→ **Instructions for the task**
Omit the pictures and return every entry exactly as written.

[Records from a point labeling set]
▽
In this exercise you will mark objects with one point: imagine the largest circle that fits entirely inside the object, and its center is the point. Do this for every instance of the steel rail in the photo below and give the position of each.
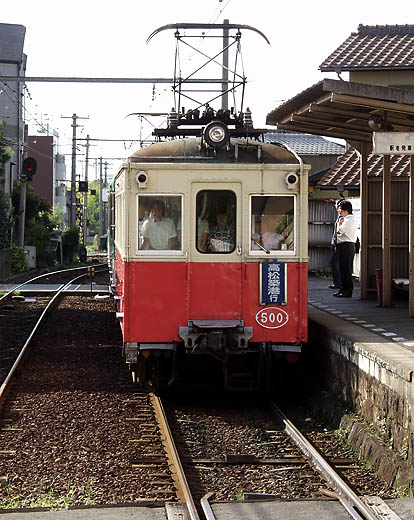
(205, 504)
(48, 274)
(183, 489)
(348, 498)
(9, 378)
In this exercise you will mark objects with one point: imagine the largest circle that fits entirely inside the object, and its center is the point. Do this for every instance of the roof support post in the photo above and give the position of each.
(386, 226)
(363, 274)
(411, 240)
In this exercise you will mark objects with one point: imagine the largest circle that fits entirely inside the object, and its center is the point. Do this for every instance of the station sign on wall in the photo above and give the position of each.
(393, 143)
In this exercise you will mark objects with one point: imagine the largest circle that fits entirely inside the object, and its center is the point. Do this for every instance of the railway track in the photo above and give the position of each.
(250, 455)
(21, 316)
(72, 424)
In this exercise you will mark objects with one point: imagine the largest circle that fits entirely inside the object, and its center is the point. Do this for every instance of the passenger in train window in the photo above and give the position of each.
(159, 231)
(221, 238)
(266, 238)
(202, 234)
(143, 215)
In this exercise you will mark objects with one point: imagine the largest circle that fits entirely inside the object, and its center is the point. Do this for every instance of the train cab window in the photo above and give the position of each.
(159, 223)
(216, 221)
(272, 224)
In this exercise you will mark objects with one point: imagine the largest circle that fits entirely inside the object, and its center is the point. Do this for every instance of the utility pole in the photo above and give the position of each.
(225, 69)
(100, 202)
(105, 200)
(22, 211)
(85, 195)
(72, 199)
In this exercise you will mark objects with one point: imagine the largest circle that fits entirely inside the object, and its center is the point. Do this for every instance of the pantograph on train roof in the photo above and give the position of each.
(215, 125)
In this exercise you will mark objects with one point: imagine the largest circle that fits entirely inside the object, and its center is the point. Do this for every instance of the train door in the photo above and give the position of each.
(216, 252)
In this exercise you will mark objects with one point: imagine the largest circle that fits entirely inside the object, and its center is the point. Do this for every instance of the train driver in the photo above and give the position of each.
(221, 238)
(159, 231)
(269, 240)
△
→ **Finished exercise**
In this exercise you will mark objects with one point: imagine the largest circle that fits entirely inside the object, and its center is the point. Do this for every instance of the steel rail in the photo below and give the position of each.
(205, 504)
(48, 274)
(183, 489)
(348, 498)
(9, 378)
In this exercise you will mark objects with one point: imagine the largest circle that fits entirely inside the object, and its center is the point. Do this for every instance of the roof support post in the photo above and give the position of each.
(386, 226)
(363, 274)
(411, 240)
In this exercise you will mark objects with one point: imagine the largest circle that fits entirely inside the object, and its center is the point. Do this for every instance of the station sign on wall in the photo above and give the position of each.
(393, 143)
In this exercise you will mark objects with one point: imagine the largest circle that fits entirely inside the object, and its center is the point. Do this for every instance of the railway track in the photo above and give the position of each.
(250, 455)
(21, 316)
(72, 424)
In this exercise you will mark objects with one point: imagine the largest circle that fits entirely inside the object, and its center is the point. Do this for every instance of the passenger in train window in the photo above and give the position of each.
(159, 231)
(221, 238)
(266, 238)
(202, 234)
(143, 215)
In this exercise you will mark objects with one point: imagine the largest circle that fits entirely inside the object, and its center is the point. Do this for every instance of the train cab window in the photo above and give the position of each.
(159, 223)
(216, 221)
(272, 224)
In this exercise you will mark objects with one point: imagine the largest circle that fits entirely inside the object, and its center is the point. Do this for every instance of the utility pole in the photo above and give the position of each.
(225, 69)
(100, 202)
(105, 200)
(22, 211)
(85, 195)
(72, 199)
In this exercise you will mark objects with one point: imagine the largest circle that fits entirely inside the object, and its center is the point. Do this for every instance of the pantograph on train roof in the photo above and give the position of each.
(215, 125)
In this exercise you will mark objects with one point: imagine the largest circle that fits entirely inside the object, and its center is the point. Do this for every instance of the train door in the photo above and give the position of each.
(216, 252)
In this exercise you will mark objects with one point: imagine the largest circle that fits entirely inside the object, and its center is the point. Do this for every instance of the train driver in the photo above and give the position of each.
(221, 238)
(159, 231)
(269, 240)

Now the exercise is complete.